*Your instructions:*
Rewrite the rows below from the line containing "of the haze" through the line containing "x=460, y=443", including both of those lines and keeping every request line unchanged. Multiply each x and y coordinate in the answers by 2.1, rounding to the nearest whole number with halves rounded up.

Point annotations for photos
────────

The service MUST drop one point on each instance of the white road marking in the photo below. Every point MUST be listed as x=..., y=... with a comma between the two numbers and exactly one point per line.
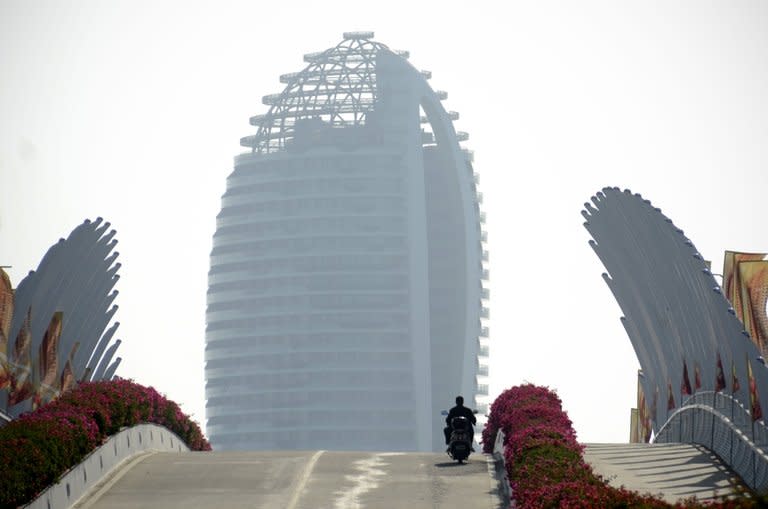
x=364, y=482
x=303, y=480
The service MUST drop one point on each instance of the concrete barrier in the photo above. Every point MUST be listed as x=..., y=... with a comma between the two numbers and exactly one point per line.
x=97, y=466
x=501, y=470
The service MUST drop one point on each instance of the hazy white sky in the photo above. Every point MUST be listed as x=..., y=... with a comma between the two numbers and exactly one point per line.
x=133, y=111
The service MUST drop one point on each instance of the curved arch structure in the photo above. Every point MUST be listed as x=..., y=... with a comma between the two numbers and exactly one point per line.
x=346, y=298
x=58, y=334
x=674, y=311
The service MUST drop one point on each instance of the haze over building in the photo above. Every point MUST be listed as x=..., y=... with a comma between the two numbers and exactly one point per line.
x=346, y=298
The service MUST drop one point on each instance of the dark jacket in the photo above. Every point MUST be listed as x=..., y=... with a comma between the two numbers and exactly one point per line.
x=461, y=411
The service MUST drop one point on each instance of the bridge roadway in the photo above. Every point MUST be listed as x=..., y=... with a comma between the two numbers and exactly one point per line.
x=298, y=480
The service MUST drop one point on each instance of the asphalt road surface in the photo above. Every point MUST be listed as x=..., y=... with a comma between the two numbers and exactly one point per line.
x=299, y=480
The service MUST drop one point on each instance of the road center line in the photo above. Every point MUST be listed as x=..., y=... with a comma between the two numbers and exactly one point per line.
x=303, y=480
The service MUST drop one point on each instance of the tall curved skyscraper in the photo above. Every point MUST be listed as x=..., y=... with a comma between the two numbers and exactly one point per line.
x=346, y=297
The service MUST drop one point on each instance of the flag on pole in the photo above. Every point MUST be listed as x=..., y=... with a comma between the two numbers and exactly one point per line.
x=685, y=383
x=754, y=398
x=670, y=397
x=696, y=377
x=720, y=376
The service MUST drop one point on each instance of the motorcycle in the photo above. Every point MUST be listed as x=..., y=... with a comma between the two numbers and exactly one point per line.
x=460, y=443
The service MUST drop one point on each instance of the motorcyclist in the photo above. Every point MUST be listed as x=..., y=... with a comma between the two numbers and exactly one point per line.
x=460, y=411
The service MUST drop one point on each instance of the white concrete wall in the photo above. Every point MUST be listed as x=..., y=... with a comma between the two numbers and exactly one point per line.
x=101, y=462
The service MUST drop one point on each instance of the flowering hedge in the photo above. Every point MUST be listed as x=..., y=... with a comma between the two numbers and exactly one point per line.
x=545, y=463
x=39, y=446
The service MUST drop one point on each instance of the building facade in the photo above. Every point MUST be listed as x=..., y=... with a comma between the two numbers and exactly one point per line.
x=56, y=326
x=686, y=334
x=346, y=299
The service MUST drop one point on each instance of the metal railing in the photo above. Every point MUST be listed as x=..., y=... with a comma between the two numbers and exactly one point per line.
x=722, y=424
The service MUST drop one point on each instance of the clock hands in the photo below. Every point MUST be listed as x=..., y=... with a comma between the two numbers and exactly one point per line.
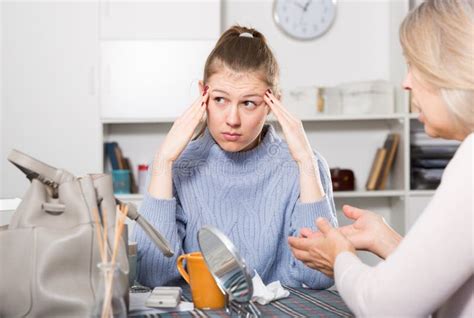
x=303, y=7
x=299, y=5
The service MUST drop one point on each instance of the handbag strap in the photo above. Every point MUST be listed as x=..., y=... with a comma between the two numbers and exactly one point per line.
x=159, y=240
x=35, y=169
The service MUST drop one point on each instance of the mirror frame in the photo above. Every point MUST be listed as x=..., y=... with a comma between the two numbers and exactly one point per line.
x=235, y=254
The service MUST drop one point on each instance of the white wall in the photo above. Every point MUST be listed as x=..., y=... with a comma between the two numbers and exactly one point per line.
x=2, y=152
x=357, y=47
x=50, y=65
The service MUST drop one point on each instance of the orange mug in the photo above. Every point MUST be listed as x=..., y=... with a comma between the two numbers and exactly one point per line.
x=206, y=294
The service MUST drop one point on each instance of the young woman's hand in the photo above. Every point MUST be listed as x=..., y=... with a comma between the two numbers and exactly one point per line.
x=183, y=129
x=161, y=182
x=320, y=251
x=311, y=188
x=293, y=130
x=370, y=232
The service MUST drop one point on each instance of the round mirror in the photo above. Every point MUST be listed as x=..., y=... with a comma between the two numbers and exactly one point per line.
x=225, y=264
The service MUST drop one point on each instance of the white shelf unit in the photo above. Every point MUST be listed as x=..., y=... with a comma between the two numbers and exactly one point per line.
x=346, y=141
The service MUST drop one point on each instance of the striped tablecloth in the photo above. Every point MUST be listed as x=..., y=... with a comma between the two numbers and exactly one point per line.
x=302, y=302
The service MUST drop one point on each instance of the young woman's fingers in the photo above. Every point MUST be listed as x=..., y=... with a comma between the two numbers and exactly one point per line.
x=351, y=212
x=279, y=105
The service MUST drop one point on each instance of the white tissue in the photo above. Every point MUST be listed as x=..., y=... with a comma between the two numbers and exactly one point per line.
x=264, y=294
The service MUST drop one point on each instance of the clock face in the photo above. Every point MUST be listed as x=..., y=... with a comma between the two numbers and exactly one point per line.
x=304, y=19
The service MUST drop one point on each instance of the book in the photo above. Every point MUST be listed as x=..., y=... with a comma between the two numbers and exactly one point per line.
x=111, y=154
x=391, y=146
x=376, y=169
x=133, y=184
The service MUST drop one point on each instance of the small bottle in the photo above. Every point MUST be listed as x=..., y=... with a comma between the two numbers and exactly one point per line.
x=142, y=172
x=109, y=301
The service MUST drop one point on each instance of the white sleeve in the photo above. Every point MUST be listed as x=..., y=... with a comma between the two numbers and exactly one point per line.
x=432, y=261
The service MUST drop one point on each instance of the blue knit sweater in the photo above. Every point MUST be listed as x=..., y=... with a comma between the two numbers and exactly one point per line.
x=252, y=196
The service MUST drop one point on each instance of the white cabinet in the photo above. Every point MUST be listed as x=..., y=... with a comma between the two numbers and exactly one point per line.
x=160, y=19
x=50, y=94
x=150, y=79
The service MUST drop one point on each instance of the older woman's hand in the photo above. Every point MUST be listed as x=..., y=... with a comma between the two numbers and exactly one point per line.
x=369, y=232
x=320, y=250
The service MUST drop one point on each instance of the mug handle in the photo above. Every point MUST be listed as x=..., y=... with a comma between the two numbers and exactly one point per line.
x=181, y=270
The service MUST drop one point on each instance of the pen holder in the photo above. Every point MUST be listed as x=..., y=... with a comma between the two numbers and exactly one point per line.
x=121, y=181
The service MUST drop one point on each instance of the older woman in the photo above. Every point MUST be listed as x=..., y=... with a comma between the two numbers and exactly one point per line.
x=431, y=269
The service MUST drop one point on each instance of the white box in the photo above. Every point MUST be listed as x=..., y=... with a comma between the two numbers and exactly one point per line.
x=371, y=97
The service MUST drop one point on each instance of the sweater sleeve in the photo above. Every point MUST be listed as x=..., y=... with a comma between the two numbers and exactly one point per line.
x=433, y=261
x=305, y=215
x=167, y=216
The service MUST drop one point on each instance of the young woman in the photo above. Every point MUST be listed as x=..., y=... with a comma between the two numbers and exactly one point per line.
x=238, y=175
x=431, y=269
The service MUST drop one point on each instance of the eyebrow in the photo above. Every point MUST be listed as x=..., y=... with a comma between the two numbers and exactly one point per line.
x=224, y=92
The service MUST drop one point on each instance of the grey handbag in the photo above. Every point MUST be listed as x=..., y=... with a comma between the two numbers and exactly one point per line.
x=49, y=251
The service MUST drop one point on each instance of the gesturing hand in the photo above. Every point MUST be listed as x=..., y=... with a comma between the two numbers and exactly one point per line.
x=369, y=232
x=320, y=251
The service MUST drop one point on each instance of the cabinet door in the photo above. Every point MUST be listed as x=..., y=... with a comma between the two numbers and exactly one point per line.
x=150, y=79
x=160, y=19
x=50, y=58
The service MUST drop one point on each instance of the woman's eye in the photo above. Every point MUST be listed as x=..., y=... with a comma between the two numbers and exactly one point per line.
x=219, y=100
x=249, y=104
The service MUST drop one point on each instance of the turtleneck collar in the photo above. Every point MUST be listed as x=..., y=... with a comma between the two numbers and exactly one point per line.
x=268, y=146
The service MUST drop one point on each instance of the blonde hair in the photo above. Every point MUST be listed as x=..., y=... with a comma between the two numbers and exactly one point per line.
x=438, y=39
x=242, y=49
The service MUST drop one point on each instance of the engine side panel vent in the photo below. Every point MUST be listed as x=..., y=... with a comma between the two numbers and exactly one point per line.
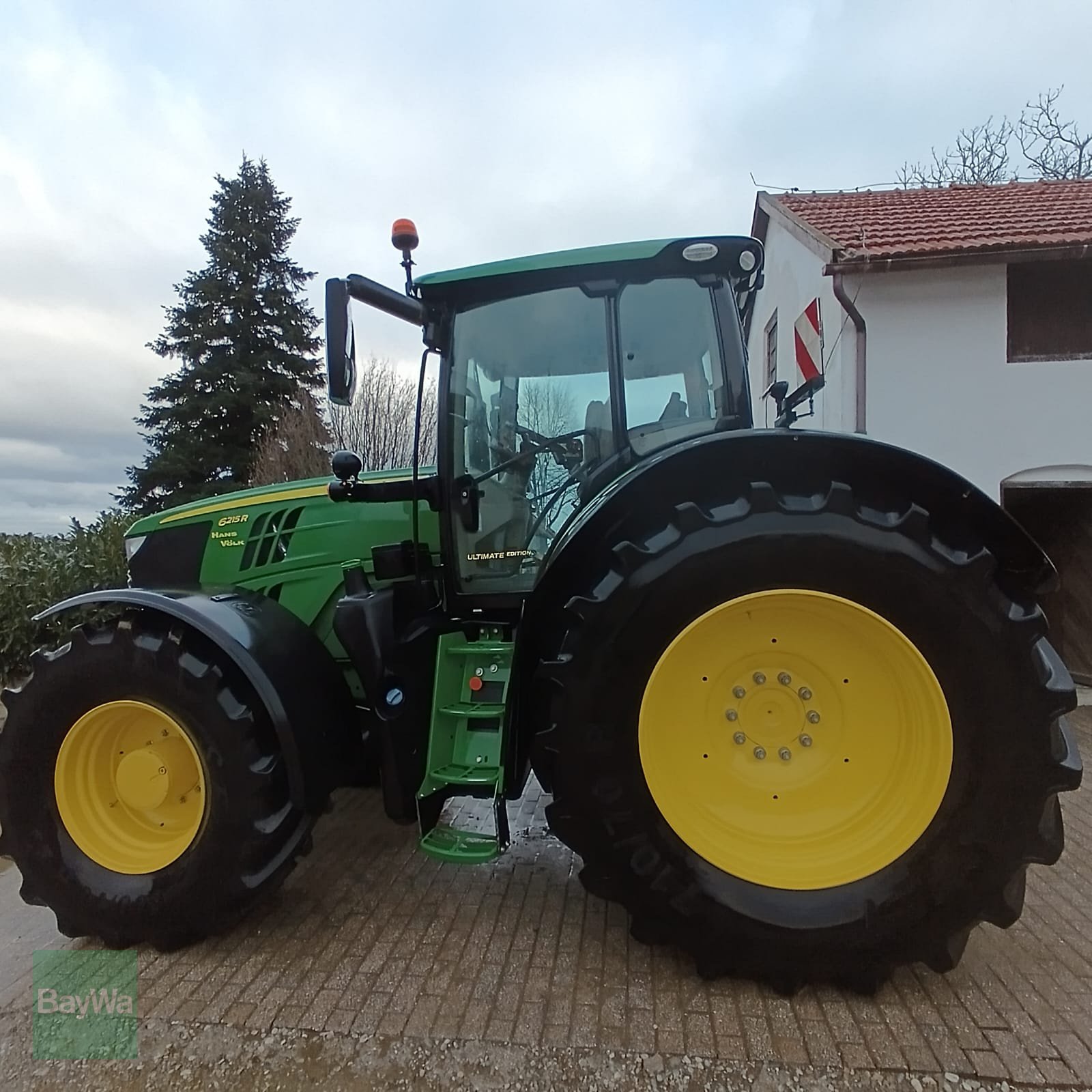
x=270, y=538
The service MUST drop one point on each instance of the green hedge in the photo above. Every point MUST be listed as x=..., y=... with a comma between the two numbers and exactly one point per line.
x=38, y=571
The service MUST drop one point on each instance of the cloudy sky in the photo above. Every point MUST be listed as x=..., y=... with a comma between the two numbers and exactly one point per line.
x=502, y=128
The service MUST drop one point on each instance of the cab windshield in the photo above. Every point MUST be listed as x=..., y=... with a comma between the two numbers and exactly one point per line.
x=551, y=390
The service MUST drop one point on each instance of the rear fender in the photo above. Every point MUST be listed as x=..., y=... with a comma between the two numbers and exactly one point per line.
x=300, y=684
x=721, y=468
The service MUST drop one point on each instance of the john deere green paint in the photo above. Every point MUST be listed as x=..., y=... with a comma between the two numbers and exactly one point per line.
x=747, y=664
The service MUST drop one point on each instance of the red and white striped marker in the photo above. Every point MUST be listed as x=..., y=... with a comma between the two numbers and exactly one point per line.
x=808, y=339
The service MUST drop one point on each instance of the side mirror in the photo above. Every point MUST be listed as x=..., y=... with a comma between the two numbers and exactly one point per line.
x=341, y=345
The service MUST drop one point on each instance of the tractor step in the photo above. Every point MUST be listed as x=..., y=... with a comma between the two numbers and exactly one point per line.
x=460, y=846
x=464, y=746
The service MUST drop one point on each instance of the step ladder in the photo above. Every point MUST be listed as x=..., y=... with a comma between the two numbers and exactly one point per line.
x=464, y=746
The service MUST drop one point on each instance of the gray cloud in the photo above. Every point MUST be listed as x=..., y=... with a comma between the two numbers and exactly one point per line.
x=500, y=128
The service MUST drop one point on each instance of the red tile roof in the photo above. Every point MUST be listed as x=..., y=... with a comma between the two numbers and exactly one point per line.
x=956, y=220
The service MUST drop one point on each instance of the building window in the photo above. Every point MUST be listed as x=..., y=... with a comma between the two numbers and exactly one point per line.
x=771, y=351
x=1050, y=311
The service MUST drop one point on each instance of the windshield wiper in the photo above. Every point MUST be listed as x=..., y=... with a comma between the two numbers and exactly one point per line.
x=529, y=451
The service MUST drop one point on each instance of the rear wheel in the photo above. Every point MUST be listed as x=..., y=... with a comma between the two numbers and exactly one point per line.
x=804, y=737
x=143, y=795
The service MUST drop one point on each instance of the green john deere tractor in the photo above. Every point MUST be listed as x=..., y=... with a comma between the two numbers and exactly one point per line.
x=792, y=691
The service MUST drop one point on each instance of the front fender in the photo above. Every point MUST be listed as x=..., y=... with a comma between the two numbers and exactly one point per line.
x=298, y=680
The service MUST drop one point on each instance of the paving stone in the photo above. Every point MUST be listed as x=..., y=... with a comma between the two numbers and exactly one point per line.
x=380, y=940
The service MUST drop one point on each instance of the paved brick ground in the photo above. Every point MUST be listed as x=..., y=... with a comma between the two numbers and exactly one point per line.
x=371, y=937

────────

*Answer to this task:*
The service MUST drop one point on each instance of the haze over building in the photo above. Every point MUST be listed as x=..., y=... with a comma between the two numbers and exactly one point per line.
x=727, y=626
The service MUST drop one point on each instance of the dark jacket in the photo above. Every point MUST be listed as x=..., y=... with a comma between the two numbers and exactly one point per line.
x=968, y=863
The service MUST drop one point on each instance of the bridge roadway in the photo above. Every point MUST be listed as x=..., y=... with a comma between the two numbers and exactly one point per line.
x=626, y=1008
The service MUST drop one point on each instance of the asphalt road surface in the photo above. Every point MUST be listed as x=..., y=... with a comma between the two numbers and exactly one point per line.
x=628, y=1008
The service MUST drop one point on each instance of the road center line in the photo above. Every point MUST be listed as x=..., y=... with a comma between the two numbers and exactly one point per line.
x=636, y=1008
The service MUST drop one point on each instance of the tall curved skyscraper in the photo above. Every point MUST be listed as x=..., y=... with a comma between the two numbers and exactly one point per line.
x=727, y=624
The service MUST drop one point on each instance of the flag on pole in the photo above. Every point MUST be listed as x=..., y=... with a comma between the two numbers and exactly one point per line.
x=1439, y=804
x=1583, y=836
x=1407, y=834
x=1462, y=792
x=1512, y=790
The service MUST drop one point on each instance of the motorcycle in the photo above. Every point MUST be listed as x=..., y=... with a comma between the two numbers and exactly one point per line.
x=966, y=930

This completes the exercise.